Task to carry out
Starting from the line containing "Target: church building", write out every remaining line exactly, the last one included.

Input
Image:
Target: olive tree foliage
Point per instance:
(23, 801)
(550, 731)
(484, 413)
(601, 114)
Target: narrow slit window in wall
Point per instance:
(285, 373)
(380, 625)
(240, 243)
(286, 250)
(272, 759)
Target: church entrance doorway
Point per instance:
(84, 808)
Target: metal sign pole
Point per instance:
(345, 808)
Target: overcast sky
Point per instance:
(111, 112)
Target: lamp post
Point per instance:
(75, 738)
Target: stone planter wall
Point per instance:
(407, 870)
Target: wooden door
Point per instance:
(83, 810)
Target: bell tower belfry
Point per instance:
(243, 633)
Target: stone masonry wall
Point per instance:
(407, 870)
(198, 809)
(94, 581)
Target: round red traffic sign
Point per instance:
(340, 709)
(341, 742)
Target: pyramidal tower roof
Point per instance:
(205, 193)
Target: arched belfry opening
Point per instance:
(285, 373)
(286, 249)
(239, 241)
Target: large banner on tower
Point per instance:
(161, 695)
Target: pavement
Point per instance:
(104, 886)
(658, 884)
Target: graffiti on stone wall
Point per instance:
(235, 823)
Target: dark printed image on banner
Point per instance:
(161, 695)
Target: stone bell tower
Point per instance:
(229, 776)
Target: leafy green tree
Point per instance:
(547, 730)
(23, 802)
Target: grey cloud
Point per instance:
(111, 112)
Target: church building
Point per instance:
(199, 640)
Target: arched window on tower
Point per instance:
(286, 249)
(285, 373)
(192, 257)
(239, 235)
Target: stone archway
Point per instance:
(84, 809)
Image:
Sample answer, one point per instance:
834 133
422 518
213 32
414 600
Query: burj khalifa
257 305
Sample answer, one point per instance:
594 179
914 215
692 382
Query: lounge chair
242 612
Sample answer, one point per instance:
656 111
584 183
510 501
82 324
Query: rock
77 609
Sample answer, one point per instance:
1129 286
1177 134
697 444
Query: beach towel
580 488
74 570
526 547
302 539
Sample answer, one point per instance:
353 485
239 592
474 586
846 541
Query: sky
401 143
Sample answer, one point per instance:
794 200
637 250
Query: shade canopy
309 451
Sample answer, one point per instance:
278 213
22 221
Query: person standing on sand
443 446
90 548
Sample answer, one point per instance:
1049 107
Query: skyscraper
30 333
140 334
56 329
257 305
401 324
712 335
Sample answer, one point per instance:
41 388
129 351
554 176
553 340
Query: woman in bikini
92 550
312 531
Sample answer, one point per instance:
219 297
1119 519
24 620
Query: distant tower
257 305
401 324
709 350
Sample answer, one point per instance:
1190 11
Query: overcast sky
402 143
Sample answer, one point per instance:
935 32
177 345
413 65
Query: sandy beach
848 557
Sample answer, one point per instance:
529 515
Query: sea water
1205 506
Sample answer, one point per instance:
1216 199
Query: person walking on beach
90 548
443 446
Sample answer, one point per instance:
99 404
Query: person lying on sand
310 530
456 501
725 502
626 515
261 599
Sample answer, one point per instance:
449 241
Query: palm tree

Exercise output
Target: church building
Point per instance:
(199, 640)
Target: arched window on tower
Point per instance:
(286, 249)
(285, 373)
(192, 257)
(239, 235)
Target: stone archway
Point per instance:
(84, 809)
Image:
Sample answer, one point per instance:
834 133
422 518
213 32
414 600
Query: burj khalifa
257 305
Sample answer, one point per instance:
594 179
914 215
692 382
Query: lounge chair
242 612
Sample answer, one point per instance:
656 111
584 183
510 501
82 324
Query: rock
77 609
Sample answer, one point per instance:
1129 286
1177 134
697 444
Query: beach towel
580 488
74 570
526 547
302 539
Sample answer, one point per instance:
353 485
239 592
474 586
846 541
Query: sky
401 143
Sample answer, one point per instance:
794 200
637 250
Query: shade canopy
309 451
Sample answer, one point per instance:
278 213
22 221
Query: person standing on sand
443 446
90 548
Sample answer, one point per instance:
1049 107
Query: skyscraper
30 333
140 334
56 329
257 305
401 324
712 335
Sample answer, one point per instance:
41 388
129 351
554 176
553 340
Query: woman in bikini
92 550
312 531
Sample answer, one point per instance:
219 297
1119 519
24 620
Query: distant tower
257 305
401 324
709 350
Sample answer, one point per instance:
1190 11
Query: overcast sky
402 143
Sample answer, one point per instance:
935 32
177 345
413 65
Query: sandy beach
848 557
Sample answer, one point per instance:
529 515
Query: sea water
1205 506
Sample answer, one point per instance:
1216 199
Query: person walking on beach
90 548
443 446
Sample answer, one point per instance:
99 404
Query: person lying on sand
310 530
456 501
725 502
626 515
261 599
Sample answer, one point per instance:
449 241
Query: palm tree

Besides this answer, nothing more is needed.